Problem details: Tally the lines in the data below that contain the string "query". What is the count? Reply with the number alone.

Data excerpts:
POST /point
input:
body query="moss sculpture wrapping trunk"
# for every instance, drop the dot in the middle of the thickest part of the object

---

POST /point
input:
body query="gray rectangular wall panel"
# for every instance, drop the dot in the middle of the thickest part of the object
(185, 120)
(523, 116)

Exercise output: 2